Missing in Action: Democrats, Media, Public

Following the debacle created by Attorney General William Barr when he decided unilaterally that Donald Trump wasn’t guilty of collusion or obstruction of justice, it seems appropriate to declare that we are facing dark times in America. It should be clear by now that we are experiencing an unprecedented, deeply dangerous Constitutional crisis that begs the question: Why aren’t Democrats, some media, and the public reacting more vigorously to the growing nightmare of encroaching autocracy, if not outright dictatorship?

Political pundits will continue to deconstruct what happened following the release of the Mueller report for some time. Ideas about what went wrong and why regarding the myriad illegalities rapidly turning us into a Banana Republic will, we hope, ultimately be revealed. I leave that discussion to others.

I am compelled instead to focus on damaging failures by a disturbing number of Democratic leaders, some seasoned media figures, and a somnolent public, who seem insufficiently concerned with the serious threat this country faces: The creeping death of our Republic, so carefully crafted on a a set of principles grounded in the highest ideals and structured in a way as to ensure their continuity.

Now, more than 200 years later, as we watch those principles and ideals being decimated and discarded, how can it be that – with so many canaries in the coalmine – about 40 percent of Americans appear to be inured to the dangers ahead as we face a Constitutional crisis of huge proportion. I repeat: A Constitutional, not a political, crisis that every sentient citizen ought to be deeply troubled by, and none more so than our elected officials.
○ ○ ○ ○
### What you will do:
[A] Answer these questions from the essay:
(i) Which official does the essay say decided unilaterally that Donald Trump wasn't guilty of collusion or obstruction of justice?
(ii) About what share of Americans does the essay say appear to be inured to the dangers ahead?
(iii) How many years after the Republic's founding does the essay place the present?
[B] Does the essay support each statement? Answer yes or no, and quote the words that decide it.
(i) The writer sets out to analyze what went wrong after the Mueller report was released.
(ii) The writer insists the crisis is Constitutional rather than political.
(iii) The writer describes the public as somnolent.
The entries that come next have nothing to do with the essay.

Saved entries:
○ ○ ○ ○
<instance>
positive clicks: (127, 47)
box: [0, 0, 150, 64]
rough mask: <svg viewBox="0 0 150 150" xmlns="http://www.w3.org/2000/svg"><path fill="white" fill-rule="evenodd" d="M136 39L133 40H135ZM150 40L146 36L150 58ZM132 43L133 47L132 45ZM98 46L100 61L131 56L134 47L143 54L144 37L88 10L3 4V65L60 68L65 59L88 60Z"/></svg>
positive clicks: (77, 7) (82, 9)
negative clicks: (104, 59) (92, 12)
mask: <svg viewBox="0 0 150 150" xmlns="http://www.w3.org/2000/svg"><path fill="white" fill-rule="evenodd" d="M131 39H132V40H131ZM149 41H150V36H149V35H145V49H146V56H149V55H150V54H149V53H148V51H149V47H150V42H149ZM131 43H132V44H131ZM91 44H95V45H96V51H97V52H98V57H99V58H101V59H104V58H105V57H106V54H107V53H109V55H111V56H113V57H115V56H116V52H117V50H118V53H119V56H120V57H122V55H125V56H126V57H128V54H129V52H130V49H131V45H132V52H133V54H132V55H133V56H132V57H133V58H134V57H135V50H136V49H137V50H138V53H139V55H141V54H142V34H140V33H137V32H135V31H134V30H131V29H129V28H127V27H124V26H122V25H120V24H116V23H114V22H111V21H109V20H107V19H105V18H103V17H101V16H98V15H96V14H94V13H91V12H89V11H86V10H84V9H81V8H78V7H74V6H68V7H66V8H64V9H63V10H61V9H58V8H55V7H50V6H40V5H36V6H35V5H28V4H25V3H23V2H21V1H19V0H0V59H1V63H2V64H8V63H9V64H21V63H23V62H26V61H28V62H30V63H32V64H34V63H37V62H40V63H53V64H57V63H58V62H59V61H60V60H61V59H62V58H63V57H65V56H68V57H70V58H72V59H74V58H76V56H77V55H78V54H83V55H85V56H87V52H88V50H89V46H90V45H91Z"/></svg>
○ ○ ○ ○
### Answers to this exercise:
[A]
(i) Attorney General William Barr
(ii) About 40 percent
(iii) More than 200 years later

[B]
(i) No: "I leave that discussion to others."
(ii) Yes: "A Constitutional, not a political, crisis"
(iii) Yes: "a somnolent public"